■ Activity: Each line from the one containing "Each instance of the blue hockey glove" through the final line below must be reproduced exactly, and no others.
[Provided entries — start]
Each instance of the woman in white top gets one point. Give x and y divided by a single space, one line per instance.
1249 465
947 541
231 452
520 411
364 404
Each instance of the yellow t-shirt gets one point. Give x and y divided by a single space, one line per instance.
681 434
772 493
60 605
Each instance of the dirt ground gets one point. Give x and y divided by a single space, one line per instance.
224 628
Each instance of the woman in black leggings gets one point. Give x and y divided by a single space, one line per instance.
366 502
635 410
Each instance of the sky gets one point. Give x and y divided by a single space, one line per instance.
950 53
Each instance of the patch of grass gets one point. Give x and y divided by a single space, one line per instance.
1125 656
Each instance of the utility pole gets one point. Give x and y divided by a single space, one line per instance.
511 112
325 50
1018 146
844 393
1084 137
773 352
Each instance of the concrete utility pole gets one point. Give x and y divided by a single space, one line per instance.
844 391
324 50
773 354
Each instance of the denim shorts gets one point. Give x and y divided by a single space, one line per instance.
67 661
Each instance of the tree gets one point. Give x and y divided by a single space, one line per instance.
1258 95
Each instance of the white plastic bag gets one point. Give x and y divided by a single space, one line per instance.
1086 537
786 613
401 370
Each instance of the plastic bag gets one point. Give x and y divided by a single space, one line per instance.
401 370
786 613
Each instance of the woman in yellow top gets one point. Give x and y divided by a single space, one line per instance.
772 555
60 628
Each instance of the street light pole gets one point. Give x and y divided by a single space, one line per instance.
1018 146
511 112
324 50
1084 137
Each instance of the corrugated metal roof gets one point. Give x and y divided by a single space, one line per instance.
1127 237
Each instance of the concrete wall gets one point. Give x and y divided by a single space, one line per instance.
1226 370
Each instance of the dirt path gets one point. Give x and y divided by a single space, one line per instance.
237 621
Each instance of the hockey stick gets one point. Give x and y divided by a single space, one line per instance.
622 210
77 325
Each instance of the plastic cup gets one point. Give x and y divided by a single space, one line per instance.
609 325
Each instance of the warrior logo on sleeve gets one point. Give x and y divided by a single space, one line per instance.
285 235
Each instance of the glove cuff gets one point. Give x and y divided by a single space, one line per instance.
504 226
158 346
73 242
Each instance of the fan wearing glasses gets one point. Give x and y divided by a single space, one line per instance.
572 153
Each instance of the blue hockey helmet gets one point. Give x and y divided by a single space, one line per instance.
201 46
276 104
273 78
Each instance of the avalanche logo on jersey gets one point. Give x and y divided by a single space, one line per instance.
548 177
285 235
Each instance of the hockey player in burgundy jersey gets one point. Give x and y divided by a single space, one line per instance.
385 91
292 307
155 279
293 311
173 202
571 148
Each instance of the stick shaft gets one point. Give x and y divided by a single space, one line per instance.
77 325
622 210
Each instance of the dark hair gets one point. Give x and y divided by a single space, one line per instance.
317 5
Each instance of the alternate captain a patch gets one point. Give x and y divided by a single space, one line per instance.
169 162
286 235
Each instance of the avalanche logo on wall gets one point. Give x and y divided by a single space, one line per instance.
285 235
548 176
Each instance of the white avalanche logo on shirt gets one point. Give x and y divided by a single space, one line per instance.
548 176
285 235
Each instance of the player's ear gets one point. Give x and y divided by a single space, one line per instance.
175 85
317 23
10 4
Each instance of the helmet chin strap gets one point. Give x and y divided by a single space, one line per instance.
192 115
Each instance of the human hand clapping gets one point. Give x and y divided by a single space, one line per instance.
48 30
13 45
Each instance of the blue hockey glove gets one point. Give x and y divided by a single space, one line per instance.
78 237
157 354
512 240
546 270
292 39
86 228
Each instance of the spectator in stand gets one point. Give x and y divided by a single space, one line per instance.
[Provided entries — finish]
■ Solution:
Each instance of the blue hockey glove gets one point. Give x and y divided by a single space, one line per instance.
78 237
157 354
512 240
546 270
292 39
86 228
Each instance of the spectator in stand gets one point. Give x and y divided by a single space, one line per instance.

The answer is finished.